GIVEN INSTRUCTION>
Quote each line exactly, from the line that contains "written like (702,435)." down to the last line of the listing, and no other lines.

DATA EXCERPTS>
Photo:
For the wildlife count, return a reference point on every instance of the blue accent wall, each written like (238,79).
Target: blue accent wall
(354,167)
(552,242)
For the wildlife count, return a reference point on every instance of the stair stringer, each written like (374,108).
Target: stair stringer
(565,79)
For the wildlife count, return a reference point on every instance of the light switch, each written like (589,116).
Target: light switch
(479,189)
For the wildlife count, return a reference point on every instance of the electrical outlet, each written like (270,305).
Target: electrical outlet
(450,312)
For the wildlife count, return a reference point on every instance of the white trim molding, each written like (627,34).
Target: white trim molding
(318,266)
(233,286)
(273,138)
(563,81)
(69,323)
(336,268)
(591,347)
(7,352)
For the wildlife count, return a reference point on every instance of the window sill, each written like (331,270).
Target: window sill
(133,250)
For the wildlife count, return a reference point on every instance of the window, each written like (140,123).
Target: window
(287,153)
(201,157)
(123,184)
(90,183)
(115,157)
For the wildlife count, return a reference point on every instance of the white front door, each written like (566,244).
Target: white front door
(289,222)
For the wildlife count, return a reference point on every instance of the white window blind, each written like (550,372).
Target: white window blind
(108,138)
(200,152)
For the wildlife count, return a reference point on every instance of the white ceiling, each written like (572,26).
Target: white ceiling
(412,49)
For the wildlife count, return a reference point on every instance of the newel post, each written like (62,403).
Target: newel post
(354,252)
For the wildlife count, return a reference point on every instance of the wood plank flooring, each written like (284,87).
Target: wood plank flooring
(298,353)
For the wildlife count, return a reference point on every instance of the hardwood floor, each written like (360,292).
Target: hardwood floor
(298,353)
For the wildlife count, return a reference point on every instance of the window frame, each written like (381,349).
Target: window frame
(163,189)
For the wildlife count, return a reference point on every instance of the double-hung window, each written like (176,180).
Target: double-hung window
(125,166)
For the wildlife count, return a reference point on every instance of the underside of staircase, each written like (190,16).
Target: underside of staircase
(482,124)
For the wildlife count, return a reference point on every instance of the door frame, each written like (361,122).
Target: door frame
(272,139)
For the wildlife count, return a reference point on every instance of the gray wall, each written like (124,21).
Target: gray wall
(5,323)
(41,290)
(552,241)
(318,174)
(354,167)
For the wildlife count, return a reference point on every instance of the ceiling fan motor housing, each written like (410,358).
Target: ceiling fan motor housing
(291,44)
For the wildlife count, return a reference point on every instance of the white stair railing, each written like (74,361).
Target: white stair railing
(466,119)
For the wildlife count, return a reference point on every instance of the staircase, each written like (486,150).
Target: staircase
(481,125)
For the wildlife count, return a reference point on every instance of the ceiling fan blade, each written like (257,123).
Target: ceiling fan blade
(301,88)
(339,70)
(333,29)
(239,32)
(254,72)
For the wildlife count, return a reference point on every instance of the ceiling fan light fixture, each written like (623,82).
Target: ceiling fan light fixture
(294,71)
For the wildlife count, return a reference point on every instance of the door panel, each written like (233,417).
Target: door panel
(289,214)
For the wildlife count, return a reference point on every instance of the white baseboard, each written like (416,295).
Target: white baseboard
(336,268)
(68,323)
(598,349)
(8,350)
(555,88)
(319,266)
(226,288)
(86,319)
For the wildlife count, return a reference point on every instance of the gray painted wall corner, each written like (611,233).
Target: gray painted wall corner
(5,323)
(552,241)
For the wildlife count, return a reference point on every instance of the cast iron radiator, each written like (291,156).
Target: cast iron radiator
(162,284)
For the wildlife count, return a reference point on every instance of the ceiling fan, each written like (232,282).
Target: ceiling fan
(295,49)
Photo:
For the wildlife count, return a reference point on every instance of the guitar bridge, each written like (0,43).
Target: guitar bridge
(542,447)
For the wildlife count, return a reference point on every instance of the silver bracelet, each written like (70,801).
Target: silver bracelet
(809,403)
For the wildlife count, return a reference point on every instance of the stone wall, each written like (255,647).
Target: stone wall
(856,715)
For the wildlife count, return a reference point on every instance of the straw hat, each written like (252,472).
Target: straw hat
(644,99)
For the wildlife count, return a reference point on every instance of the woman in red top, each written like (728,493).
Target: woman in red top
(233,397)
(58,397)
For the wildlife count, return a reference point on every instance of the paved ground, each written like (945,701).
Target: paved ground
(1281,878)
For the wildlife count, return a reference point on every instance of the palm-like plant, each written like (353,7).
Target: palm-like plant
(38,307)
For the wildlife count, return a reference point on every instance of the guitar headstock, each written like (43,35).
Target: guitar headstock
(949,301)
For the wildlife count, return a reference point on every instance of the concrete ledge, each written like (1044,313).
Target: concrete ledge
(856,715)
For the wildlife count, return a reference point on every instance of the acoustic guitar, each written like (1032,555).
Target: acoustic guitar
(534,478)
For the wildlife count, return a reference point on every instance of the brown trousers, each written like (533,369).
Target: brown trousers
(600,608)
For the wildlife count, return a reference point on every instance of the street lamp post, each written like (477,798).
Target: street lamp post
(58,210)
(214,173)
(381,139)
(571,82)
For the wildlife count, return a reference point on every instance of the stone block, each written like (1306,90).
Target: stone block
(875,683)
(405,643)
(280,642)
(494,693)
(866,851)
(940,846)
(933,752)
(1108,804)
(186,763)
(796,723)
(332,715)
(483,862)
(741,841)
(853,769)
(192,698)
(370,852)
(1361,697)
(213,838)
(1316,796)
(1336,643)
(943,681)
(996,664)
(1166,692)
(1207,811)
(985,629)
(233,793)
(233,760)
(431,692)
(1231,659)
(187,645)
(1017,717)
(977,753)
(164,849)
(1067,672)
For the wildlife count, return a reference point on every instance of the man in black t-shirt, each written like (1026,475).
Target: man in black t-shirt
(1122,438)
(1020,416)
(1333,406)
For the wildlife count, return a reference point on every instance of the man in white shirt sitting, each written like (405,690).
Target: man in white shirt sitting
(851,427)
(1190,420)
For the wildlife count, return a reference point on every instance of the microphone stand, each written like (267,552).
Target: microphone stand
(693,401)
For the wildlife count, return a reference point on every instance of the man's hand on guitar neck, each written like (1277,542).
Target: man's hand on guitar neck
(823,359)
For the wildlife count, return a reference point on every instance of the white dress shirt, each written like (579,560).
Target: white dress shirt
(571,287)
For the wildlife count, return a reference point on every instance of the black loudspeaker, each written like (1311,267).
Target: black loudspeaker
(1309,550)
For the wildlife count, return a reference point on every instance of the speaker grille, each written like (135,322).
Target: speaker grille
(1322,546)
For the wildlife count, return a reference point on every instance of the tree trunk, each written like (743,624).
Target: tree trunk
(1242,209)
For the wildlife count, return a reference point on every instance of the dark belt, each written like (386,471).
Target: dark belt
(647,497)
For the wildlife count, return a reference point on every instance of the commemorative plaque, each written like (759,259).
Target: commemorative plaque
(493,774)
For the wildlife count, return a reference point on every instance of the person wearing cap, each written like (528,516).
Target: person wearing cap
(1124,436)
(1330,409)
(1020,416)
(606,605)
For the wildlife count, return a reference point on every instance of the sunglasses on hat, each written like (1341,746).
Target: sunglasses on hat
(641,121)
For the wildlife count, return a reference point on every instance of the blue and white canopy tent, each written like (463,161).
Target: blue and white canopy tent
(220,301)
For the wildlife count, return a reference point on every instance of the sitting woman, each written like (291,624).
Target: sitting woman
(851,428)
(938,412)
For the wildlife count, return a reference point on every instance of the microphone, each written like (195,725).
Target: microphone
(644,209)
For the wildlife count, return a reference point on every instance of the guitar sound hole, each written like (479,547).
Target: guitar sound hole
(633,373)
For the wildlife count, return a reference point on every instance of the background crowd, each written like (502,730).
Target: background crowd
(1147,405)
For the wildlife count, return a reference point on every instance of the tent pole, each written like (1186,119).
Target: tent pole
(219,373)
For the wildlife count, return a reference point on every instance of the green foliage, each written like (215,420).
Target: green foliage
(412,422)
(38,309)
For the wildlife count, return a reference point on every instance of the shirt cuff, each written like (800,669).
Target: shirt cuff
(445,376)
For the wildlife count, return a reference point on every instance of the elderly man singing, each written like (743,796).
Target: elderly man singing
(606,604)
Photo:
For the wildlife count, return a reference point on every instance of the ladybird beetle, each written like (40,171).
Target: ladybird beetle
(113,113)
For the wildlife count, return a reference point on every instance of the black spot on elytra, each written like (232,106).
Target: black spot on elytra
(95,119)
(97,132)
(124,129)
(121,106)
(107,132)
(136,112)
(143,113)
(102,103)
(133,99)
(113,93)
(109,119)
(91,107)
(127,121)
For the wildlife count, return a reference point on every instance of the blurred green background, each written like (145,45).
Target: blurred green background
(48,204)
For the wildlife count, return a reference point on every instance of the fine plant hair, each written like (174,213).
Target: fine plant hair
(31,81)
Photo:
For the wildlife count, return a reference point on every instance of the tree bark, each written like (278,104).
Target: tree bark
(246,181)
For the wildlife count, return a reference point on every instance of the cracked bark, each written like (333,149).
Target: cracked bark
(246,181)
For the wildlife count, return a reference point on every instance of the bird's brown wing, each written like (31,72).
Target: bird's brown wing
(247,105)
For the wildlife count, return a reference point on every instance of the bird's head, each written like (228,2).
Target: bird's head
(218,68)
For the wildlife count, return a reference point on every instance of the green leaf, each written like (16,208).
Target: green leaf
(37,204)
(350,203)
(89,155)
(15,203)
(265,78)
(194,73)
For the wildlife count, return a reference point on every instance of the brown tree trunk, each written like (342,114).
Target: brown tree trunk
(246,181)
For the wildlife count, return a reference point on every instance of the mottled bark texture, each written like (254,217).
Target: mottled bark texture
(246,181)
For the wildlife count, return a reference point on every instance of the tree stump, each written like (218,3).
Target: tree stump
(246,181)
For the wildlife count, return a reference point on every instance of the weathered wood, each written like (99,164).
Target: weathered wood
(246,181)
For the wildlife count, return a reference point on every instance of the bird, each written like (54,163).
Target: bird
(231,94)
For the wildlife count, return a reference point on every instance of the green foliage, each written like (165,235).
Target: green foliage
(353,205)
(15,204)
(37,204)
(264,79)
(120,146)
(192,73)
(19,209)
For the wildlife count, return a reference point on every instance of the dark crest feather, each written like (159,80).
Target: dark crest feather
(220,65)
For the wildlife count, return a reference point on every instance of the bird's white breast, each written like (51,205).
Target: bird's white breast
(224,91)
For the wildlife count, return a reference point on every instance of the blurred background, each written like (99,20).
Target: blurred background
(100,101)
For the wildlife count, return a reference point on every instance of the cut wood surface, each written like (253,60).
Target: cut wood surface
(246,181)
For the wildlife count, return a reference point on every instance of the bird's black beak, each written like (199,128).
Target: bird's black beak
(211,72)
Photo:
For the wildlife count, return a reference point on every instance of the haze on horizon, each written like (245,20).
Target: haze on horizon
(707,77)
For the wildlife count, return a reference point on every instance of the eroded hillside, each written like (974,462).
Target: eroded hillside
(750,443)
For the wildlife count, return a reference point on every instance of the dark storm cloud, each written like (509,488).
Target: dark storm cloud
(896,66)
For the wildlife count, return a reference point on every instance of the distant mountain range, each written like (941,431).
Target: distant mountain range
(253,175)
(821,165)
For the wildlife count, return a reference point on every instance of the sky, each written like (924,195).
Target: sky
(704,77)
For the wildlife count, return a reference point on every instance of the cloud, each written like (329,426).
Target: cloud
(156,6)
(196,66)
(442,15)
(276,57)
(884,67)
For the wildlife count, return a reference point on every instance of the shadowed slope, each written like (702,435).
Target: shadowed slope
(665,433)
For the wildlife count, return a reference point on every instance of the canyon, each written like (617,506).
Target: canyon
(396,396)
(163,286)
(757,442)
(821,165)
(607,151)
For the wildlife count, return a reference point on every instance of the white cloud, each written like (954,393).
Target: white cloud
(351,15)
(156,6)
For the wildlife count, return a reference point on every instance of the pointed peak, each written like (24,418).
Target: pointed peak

COMPLETE ANSWER>
For the wildlife count, return a reference point on every instance of the shadowed slope, each written like (702,435).
Target: shadowed slope
(665,433)
For the wildlife count, return a reference point on every instance of the canyon, each written like (617,506).
Target: canyon
(396,396)
(163,286)
(757,442)
(821,165)
(607,151)
For the wildlife count, return a reference point on every instance of the white cloud, each written like (954,393).
Target: white cloud
(351,15)
(156,6)
For the wildlife count, return a reference point on every instance of the pointed peak, each written like (24,418).
Target: pointed peak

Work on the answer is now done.